→ AVAILABLE DATA:
━━━━

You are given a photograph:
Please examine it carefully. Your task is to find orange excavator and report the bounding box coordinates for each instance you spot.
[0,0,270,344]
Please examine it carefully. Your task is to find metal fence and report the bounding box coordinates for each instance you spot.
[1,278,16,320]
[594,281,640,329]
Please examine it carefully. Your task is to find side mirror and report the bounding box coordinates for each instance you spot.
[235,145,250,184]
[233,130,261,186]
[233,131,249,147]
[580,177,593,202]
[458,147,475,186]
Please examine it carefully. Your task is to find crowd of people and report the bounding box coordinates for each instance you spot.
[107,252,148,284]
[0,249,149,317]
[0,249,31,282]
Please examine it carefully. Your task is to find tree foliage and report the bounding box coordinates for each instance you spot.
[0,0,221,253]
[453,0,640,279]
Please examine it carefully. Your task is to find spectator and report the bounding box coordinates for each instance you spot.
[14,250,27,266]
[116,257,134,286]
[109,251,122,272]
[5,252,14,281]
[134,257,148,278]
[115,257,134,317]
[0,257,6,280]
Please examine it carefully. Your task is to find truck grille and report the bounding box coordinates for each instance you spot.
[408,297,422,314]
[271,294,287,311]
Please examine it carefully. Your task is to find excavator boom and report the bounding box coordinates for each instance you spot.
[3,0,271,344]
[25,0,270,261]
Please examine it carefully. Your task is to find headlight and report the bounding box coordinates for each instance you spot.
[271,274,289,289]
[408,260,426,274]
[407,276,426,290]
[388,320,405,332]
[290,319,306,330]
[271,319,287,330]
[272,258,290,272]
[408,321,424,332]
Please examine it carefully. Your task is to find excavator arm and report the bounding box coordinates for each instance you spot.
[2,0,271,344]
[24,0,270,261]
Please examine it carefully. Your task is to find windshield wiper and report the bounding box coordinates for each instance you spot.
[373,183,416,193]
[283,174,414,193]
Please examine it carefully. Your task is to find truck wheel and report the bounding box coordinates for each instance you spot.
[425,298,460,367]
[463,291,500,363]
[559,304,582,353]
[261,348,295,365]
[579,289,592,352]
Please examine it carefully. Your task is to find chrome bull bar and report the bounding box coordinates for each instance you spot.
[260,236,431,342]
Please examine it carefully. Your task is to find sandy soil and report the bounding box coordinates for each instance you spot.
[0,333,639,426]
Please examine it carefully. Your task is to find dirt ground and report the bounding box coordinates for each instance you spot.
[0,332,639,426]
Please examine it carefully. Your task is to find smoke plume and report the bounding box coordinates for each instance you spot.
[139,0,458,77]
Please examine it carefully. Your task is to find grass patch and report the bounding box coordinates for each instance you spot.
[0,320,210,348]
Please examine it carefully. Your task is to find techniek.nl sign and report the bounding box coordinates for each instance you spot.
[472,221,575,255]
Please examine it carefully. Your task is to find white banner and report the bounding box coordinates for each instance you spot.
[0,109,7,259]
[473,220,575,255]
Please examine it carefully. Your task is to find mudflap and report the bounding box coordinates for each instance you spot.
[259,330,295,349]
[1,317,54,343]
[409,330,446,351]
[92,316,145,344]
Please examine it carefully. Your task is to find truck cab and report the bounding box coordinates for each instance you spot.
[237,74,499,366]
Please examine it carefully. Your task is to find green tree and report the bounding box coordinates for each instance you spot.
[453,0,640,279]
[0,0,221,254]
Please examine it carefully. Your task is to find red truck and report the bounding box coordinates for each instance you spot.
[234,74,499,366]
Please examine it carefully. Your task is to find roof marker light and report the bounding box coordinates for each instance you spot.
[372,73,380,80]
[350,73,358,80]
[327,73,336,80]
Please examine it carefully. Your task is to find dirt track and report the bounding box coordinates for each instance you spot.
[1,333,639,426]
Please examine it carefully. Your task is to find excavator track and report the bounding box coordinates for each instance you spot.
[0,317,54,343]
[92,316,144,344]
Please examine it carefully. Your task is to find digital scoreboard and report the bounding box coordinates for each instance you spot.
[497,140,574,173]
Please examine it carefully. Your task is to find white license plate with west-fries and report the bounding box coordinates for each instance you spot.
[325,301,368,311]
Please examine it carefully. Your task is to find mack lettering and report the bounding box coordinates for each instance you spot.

━━━━

→ TASK OBJECTIVE: Now output the listing above, exactly as it appears.

→ WRITTEN ANSWER:
You are given a photograph:
Please examine it carefully. Your task is to find orange excavator and report the bounding box coordinates for each instance you spot.
[0,0,270,344]
Please examine it carefully. Your task is to find metal fence and report the bounding box coordinates for each instance you spot.
[1,278,16,320]
[594,281,640,329]
Please examine it carefully. Your task is to find side mirror and report the bounding box coordinates for each instance you spot.
[235,145,250,184]
[233,130,261,186]
[233,131,249,147]
[580,177,593,202]
[458,147,475,186]
Please examine it carefully. Your task is to find crowd of people and report the bounding box coordinates for each instance you spot.
[107,252,148,284]
[0,249,149,317]
[0,249,31,282]
Please examine it carefully. Your task is to find tree foliage and report the bounding box coordinates for each instance you spot.
[0,0,221,253]
[453,0,640,279]
Please examine it carefully. Your task is to find spectator and report the bounding box coordinates for each instance you spot.
[14,250,27,266]
[116,257,134,286]
[109,251,122,272]
[5,252,14,281]
[134,257,148,278]
[115,257,134,317]
[0,257,6,280]
Please examine it carefully. Your task is to find truck grille and report the bounding box coordinates for each instance you spot.
[408,297,422,314]
[271,294,287,311]
Please examine it carefully. Your task is to find excavator boom and report the bounding box coordinates for each instance you spot.
[3,0,271,344]
[25,0,270,261]
Please examine it carefully. Your task is to find headlight and report the bounding box coordinates for each instance you spot.
[271,274,289,289]
[408,260,426,274]
[407,276,426,290]
[388,320,405,332]
[290,319,306,330]
[271,319,287,330]
[272,258,290,272]
[408,321,424,332]
Please examine it carefully. Your task is to find excavator arm and report the bounding box coordinates for each instance you spot.
[2,0,271,344]
[24,0,270,261]
Please examine it carefully. Your task is to find windshield wiper and report the bounding box coordinates for each instance you spot.
[373,183,416,193]
[283,174,414,193]
Please examine it carefully. Your task is to find truck wheel and report the bounding box coordinates for each instance you spot.
[425,298,460,367]
[463,291,500,363]
[559,304,582,353]
[261,348,295,365]
[579,289,592,352]
Please examine it carefully. Your task is to find chrome bull bar and report the bounding box coordinates for each instance you spot.
[260,236,431,342]
Please examine it carefully. Your task is to find sandy soil and report the bounding box coordinates for each instance you spot.
[0,333,639,426]
Please examine it carefully. Your task is to find dirt ground and report the bounding box coordinates for each instance you spot.
[0,332,639,426]
Please examine it carefully. Your task is to find smoke plume and report the bounding box coordinates for each instance you spot.
[139,0,458,77]
Please examine it carefully. Your task is to find grass patch and report the bounding box coordinates for each instance you spot.
[0,320,210,348]
Please examine it carefully. Your task is to find techniek.nl sign and report the bounding box coordinates for each instance you spot.
[472,221,575,255]
Please examine it carefully. Your task is to find white banner and report the bounding box coordinates for each instance you spot.
[0,109,7,259]
[473,220,575,255]
Please examine it carefully. Your task is to find mudflap and report the bounding box coordinates for each instance you spot.
[259,330,295,349]
[1,317,54,343]
[409,330,446,351]
[92,316,145,344]
Please examine it carefully. Your task is to find truck cab and report the bounding box coordinates for each instance you spot.
[237,74,499,366]
Please examine it carefully. Your task is to find green tree and report the bounding box coordinates for each instance you spot.
[453,0,640,279]
[0,0,221,254]
Please examine it carefully. Your task is to find red truck and report the bounding box coordinates for each instance you spot.
[234,74,499,366]
Please examine it carefully. Your task is to find roof marker light and report the bounding box coordinates for each instance you spot.
[372,73,380,80]
[350,73,358,80]
[327,73,336,80]
Please examine it carefully. Your task is to find dirt track and report the bounding box coordinates for each instance you spot.
[1,333,639,426]
Please examine it carefully. Your task is to find excavator track and report the bounding box coordinates for each instance you spot.
[0,317,54,343]
[92,316,144,344]
Please examine it carefully. Your task is to find digital scoreboard and report the bounding box coordinates for each instance you spot.
[497,140,574,173]
Please examine it carefully. Your task is to find white license plate with west-fries and report the bounding box coordinates for each instance you spot.
[325,301,368,311]
Please examine it carefully. Your task is to find mack lettering and report the bounding box coordinates for each instance you spot.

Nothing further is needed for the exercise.